Exercise set
[1] Answer these questions from the transcript:
(a) What was found on the ground on the side of the road?
(b) What did the husband do when he went on TV?
(c) When did a driver see someone on the side of the road, counted from the disappearance, and on what morning?
[2] Write out the transcript between "What might you" and "to the police.", inclusive, substituting "headphones" for "earbuds" wherever it occurs.

Document segment
----------
So it kind of looks like something happened fast.

SPEAKER_02

Okay.

SPEAKER_01

What might you assume if you had seen that?

SPEAKER_02

Well, someone was trying to maybe take something from her when she was running, or maybe she was wearing a necklace or luxurious jewelry or something.

SPEAKER_01

Yeah, but what would you assume that means if you found someone's phone on the ground with the earbuds, with hair in it? I mean, and not the person. Well, you would assume that something happened to them, right? Yeah, yeah. You'd assume that they were maybe taken or kidnapped or something. Or worse, right? Exactly, exactly. Okay. So the husband obviously gets very worried, reports it to the police.

SPEAKER_02

Right away?

SPEAKER_01

Um I mean, if if I found that, I would probably go to the police right away as well. I mean, it your phone, you're not gonna just leave your phone there uh with your earbuds on the ground. That's very sketchy. So search teams go out pretty um, pretty readily, pretty fast, right? Um, word gets around. Volunteers end up combing the area.

SPEAKER_02

And that's a very fast move.

SPEAKER_01

It's pretty fast, yeah. So pretty quickly it gets around. Um the news is is pretty shocking to a lot of people, right? And people are very worried. Um, and especially because her husband ends up going on TV and he's crying and he's pleading and he's begging for whatever happened, for her to come home, or for whoever, you know, captured her to let her go, and you know, and whatnot. So people, of course, you know, um believe his pain because he is in pain, he's crying, he's he's he's pleading. So the story spreads and eventually even gets national attention, right? So it's a pretty big story at this point. And everything is focused on her, okay, on Sherry, right? And this matters more than it actually seems at this point. Because once a story reaches this level, like getting that much attention and national sort of um, you know, national spotlight, it starts generating something pretty powerful, right, for for people.

SPEAKER_02

Yeah, a lot of assumptions.

SPEAKER_01

Well, a lot of assumptions, but a lot of attention, a lot of concern, a lot of sympathy for the the victim, right? And psychologically, right, if you were to see that, that can become pretty reinforcing as the person. If you're still what if you're watching that, right? If you're you're seeing that everyone is is worried about you and everyone is um concerned and has sympathy, it's like wow, everyone cares about me, right? That that can become a reinforcing moment. Everything is about her at that point, right? But again, we don't know what's happened to her yet.

SPEAKER_02

But did she know though?

SPEAKER_01

Well, this is this is what we'll we'll get to, right? So it's a fascinating case because it's not as straightforward as it seems on the surface level.

unknown

Okay.

SPEAKER_01

So three weeks later, okay, three weeks after her disappearance, after finding those earbuds and her phone and the hair on the on the ground on the side of the road, Thanksgiving morning, a driver sees someone on the side of the road. She's disoriented.

SPEAKER_02

Oh, that's her.
----------
Recorded information

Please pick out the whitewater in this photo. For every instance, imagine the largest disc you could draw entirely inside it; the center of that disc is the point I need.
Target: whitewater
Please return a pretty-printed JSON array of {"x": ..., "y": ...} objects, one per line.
----------
Set of answers
[1]
(a) Her phone, her earbuds, and hair.
(b) He cried, pleaded, and begged for her to come home, or for whoever captured her to let her go.
(c) Three weeks after her disappearance, on Thanksgiving morning.

[2]
What might you assume if you had seen that?

SPEAKER_02

Well, someone was trying to maybe take something from her when she was running, or maybe she was wearing a necklace or luxurious jewelry or something.

SPEAKER_01

Yeah, but what would you assume that means if you found someone's phone on the ground with the headphones, with hair in it? I mean, and not the person. Well, you would assume that something happened to them, right? Yeah, yeah. You'd assume that they were maybe taken or kidnapped or something. Or worse, right? Exactly, exactly. Okay. So the husband obviously gets very worried, reports it to the police.